Records from a collection:
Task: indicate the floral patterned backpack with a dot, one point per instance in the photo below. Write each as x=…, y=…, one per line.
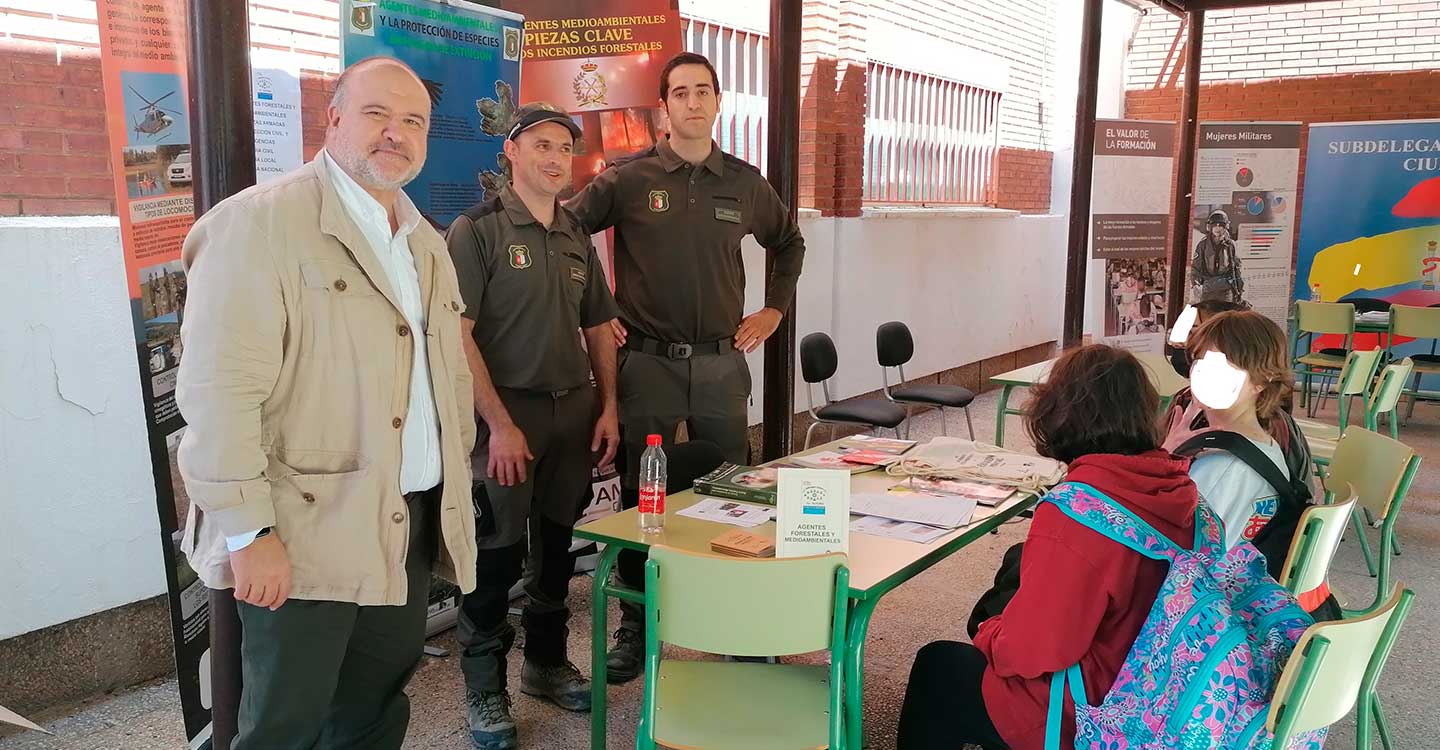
x=1204, y=668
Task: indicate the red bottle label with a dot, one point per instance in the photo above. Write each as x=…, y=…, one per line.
x=653, y=498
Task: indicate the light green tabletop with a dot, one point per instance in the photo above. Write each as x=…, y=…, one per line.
x=877, y=566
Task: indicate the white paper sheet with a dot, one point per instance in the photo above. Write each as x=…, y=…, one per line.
x=902, y=530
x=938, y=511
x=729, y=511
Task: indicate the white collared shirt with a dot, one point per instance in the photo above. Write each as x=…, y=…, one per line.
x=421, y=436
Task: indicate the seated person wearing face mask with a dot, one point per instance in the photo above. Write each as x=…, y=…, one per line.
x=1250, y=459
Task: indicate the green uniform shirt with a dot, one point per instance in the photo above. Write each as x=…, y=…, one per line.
x=529, y=290
x=678, y=274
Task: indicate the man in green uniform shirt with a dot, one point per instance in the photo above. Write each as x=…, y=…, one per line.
x=680, y=210
x=532, y=281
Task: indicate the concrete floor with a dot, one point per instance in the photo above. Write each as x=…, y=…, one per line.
x=932, y=606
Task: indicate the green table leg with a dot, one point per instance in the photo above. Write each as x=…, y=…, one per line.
x=599, y=642
x=854, y=671
x=1001, y=410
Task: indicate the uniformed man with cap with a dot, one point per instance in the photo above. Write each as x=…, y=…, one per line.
x=680, y=210
x=1214, y=269
x=532, y=282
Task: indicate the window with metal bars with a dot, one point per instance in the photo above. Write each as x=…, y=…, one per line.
x=742, y=62
x=929, y=140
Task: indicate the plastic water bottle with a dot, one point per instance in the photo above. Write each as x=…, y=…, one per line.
x=653, y=485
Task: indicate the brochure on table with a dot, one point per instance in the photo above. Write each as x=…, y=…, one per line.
x=812, y=513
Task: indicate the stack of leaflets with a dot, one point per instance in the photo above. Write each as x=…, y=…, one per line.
x=735, y=481
x=743, y=544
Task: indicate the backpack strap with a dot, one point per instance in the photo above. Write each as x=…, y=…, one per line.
x=1057, y=701
x=1096, y=511
x=1246, y=451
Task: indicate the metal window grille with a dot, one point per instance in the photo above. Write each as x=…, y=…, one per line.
x=929, y=138
x=742, y=61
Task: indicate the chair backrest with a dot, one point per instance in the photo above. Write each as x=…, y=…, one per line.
x=1325, y=317
x=894, y=346
x=1360, y=372
x=1367, y=304
x=818, y=357
x=1414, y=321
x=1374, y=465
x=1391, y=385
x=1315, y=543
x=1329, y=667
x=748, y=608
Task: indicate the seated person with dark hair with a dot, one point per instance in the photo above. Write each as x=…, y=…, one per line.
x=1082, y=598
x=1204, y=310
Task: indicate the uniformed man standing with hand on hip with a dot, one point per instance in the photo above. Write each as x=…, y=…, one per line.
x=680, y=210
x=532, y=281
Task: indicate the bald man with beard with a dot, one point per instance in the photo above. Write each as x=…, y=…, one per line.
x=330, y=423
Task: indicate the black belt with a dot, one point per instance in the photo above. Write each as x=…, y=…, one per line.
x=424, y=494
x=555, y=395
x=676, y=350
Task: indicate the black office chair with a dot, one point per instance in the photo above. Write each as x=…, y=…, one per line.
x=1367, y=304
x=894, y=347
x=818, y=364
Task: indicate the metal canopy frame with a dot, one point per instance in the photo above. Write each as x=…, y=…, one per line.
x=1077, y=255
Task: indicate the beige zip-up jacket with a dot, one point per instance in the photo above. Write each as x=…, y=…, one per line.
x=294, y=385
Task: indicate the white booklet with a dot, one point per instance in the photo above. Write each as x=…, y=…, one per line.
x=902, y=530
x=729, y=511
x=812, y=513
x=915, y=507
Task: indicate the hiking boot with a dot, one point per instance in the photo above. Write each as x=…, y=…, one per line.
x=560, y=684
x=491, y=727
x=627, y=657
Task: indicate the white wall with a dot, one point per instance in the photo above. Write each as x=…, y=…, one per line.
x=78, y=523
x=969, y=284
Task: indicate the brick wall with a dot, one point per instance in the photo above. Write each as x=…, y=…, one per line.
x=1339, y=98
x=1308, y=39
x=1023, y=180
x=833, y=107
x=54, y=146
x=54, y=151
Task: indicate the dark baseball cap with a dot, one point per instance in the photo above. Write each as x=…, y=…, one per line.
x=540, y=113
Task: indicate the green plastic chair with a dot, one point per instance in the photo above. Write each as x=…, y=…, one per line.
x=743, y=608
x=1380, y=470
x=1312, y=318
x=1417, y=323
x=1314, y=547
x=1381, y=400
x=1357, y=379
x=1334, y=667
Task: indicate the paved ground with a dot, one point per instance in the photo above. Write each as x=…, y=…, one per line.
x=932, y=606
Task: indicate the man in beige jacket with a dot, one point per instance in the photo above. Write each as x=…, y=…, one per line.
x=330, y=423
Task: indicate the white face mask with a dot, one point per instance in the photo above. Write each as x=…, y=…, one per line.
x=1182, y=324
x=1216, y=383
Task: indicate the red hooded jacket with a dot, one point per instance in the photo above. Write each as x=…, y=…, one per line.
x=1082, y=596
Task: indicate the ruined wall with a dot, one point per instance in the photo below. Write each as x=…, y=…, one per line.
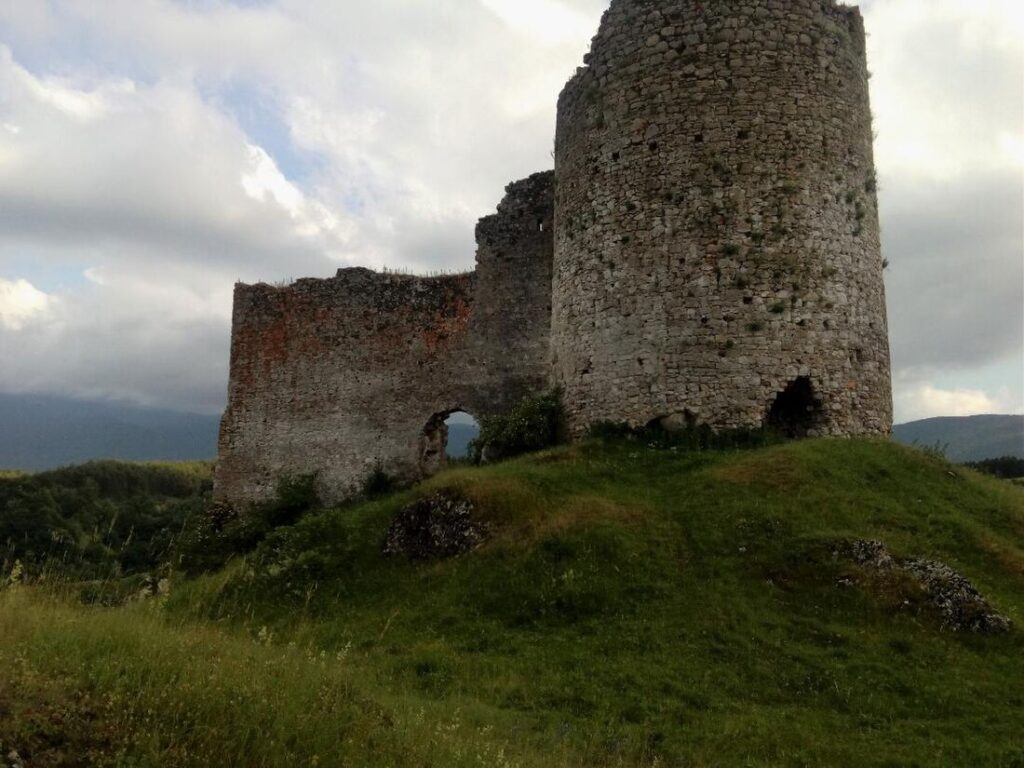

• Aim of the exercise
Print all the records exactly, minus any images.

• Problem solution
Task: indicate the floral patterned backpack with a dot, one point per instance in the photo below. Write each as x=…, y=…, one per line.
x=1204, y=668
Task: indicate the red bottle label with a dot, one point per instance in the photo above. Write each as x=…, y=…, one per line.
x=653, y=498
Task: indicate the light green tabletop with a dot, one point per instance in the photo above. Write each as x=…, y=…, one per line.
x=877, y=566
Task: indicate the white paper sheet with a dot, one point per instance in the photo above. Write each as x=…, y=…, one per line.
x=902, y=530
x=938, y=511
x=729, y=511
Task: indicate the white collared shirt with a dot, one point per instance in the photo above. Write each as x=…, y=…, one per line.
x=421, y=436
Task: indicate the seated person wearing face mask with a dot, one point per instance in the photo above. Write each as x=…, y=…, one per line.
x=1250, y=459
Task: indicate the green uniform shirt with a dot, one point per instance in the photo above. Write each as x=…, y=…, one per line.
x=529, y=290
x=678, y=274
Task: indicate the man in green uniform shirt with a dot, one point per instance in the photo above. Write each as x=…, y=…, one per line.
x=680, y=210
x=532, y=281
Task: indicate the concrete floor with a dot, one point per instance in the photo above. Write each as x=…, y=…, one per line.
x=932, y=606
Task: indicate the green table leg with a dot, one point per instance in the photo above. Write each as x=…, y=…, one per line.
x=599, y=642
x=854, y=671
x=1001, y=410
Task: indicate the uniformed man with cap with a dot, one point per instance in the photo above. Write each as x=…, y=…, one per line.
x=680, y=210
x=1214, y=269
x=532, y=282
Task: indicate the window with metal bars with a dot, one point per instance in the photo above. Write each as x=…, y=…, one per line.
x=742, y=62
x=929, y=140
Task: indicate the plastic water bottle with a dot, one point per instance in the photo above. Write each as x=…, y=…, one per line.
x=653, y=485
Task: indicate the brochure on table with a dot, one point per instance in the photo above. Write each as x=…, y=…, one per line.
x=812, y=513
Task: indicate the stack of leaflets with a dot, one point per instance in the photo above. Write each as x=…, y=…, one per line.
x=735, y=481
x=743, y=544
Task: indicate the backpack strap with a dot, one point per instance in the photo above. Write each as x=…, y=…, one per line.
x=1057, y=701
x=1096, y=511
x=1246, y=451
Task: indicate the metal window grille with a dot, one point per instance in the photo above. Write each as x=…, y=…, one per line.
x=929, y=138
x=742, y=61
Task: indicate the chair backrest with a dot, one point per instance in the photo above. Write each as x=…, y=…, one per line.
x=1325, y=317
x=894, y=346
x=1360, y=372
x=1367, y=304
x=818, y=357
x=1414, y=321
x=1374, y=465
x=1391, y=385
x=1315, y=543
x=1329, y=667
x=748, y=608
Task: indicate the seated person with dark hair with a dot, one point per instance in the photo above. Write each as x=…, y=…, one per line.
x=1082, y=598
x=1204, y=310
Task: indicate the uniformed man standing with hand on hip with a dot, one point per instance in the photo above. Write each as x=…, y=…, one per line.
x=680, y=210
x=532, y=281
Task: indicate the bald man with beard with a dot, one point per instance in the photo above. Write each as x=…, y=…, one per line.
x=330, y=423
Task: indicate the black belt with a dot, one point per instance in the photo above. Write each as x=…, y=…, one per line.
x=424, y=494
x=555, y=395
x=676, y=350
Task: indicate the black office chair with a dot, one point per instance in the photo above. Write each as x=…, y=…, one per line.
x=1367, y=304
x=894, y=347
x=818, y=364
Task: indicate the metal canopy frame with a dot, one point per instance in the photo above. Write each as x=…, y=…, one per line.
x=1077, y=255
Task: indicate the beige zip-up jacket with a dot, one point per instance in the photo above. Write each as x=…, y=…, one per line.
x=294, y=385
Task: indicate the white booklet with a dot, one point per instance in the photo above. Write each as x=…, y=…, one per line.
x=902, y=530
x=729, y=511
x=812, y=513
x=915, y=507
Task: indicate the hiking boot with a dot, one point per instance in the photo above. Write each as x=…, y=…, one per line.
x=560, y=684
x=491, y=727
x=627, y=657
Task: indicate the white wall with a dot, one point per instance in the photo above. Write each as x=…, y=…, one per line.
x=78, y=523
x=969, y=284
Task: indicate the brick wall with a dot, one point per instance in the photo above. Write each as x=…, y=…, one per line.
x=1339, y=98
x=1308, y=39
x=1023, y=180
x=833, y=107
x=54, y=146
x=54, y=151
Task: indicate the dark baseball cap with a dot, one point per instance in the photo above. Write each as x=…, y=…, one per line.
x=540, y=113
Task: indicate the green plastic chair with a dot, one point per instance in the photo above. Write each as x=…, y=…, one per line.
x=743, y=608
x=1380, y=470
x=1312, y=318
x=1417, y=323
x=1314, y=547
x=1381, y=400
x=1357, y=379
x=1334, y=667
Task: indicate the paved ground with a dot, one point per instance in the photo above. Write each as x=…, y=…, one per line.
x=932, y=606
Task: indicate the man in beige jacket with a dot, one point per instance in the photo above. Write each as x=…, y=…, one per line.
x=330, y=423
Task: indicate the white face mask with a dot, one point per instance in the photo above. Write each as x=…, y=…, one per line.
x=1182, y=324
x=1216, y=383
Task: indicate the red hooded jacket with a dot, one point per instance in the photo above. Write each as x=…, y=…, one per line.
x=1082, y=596
Task: indicate the ruined wall with a dot, one point per instance in the photo below. Write each as x=…, y=…, one per line.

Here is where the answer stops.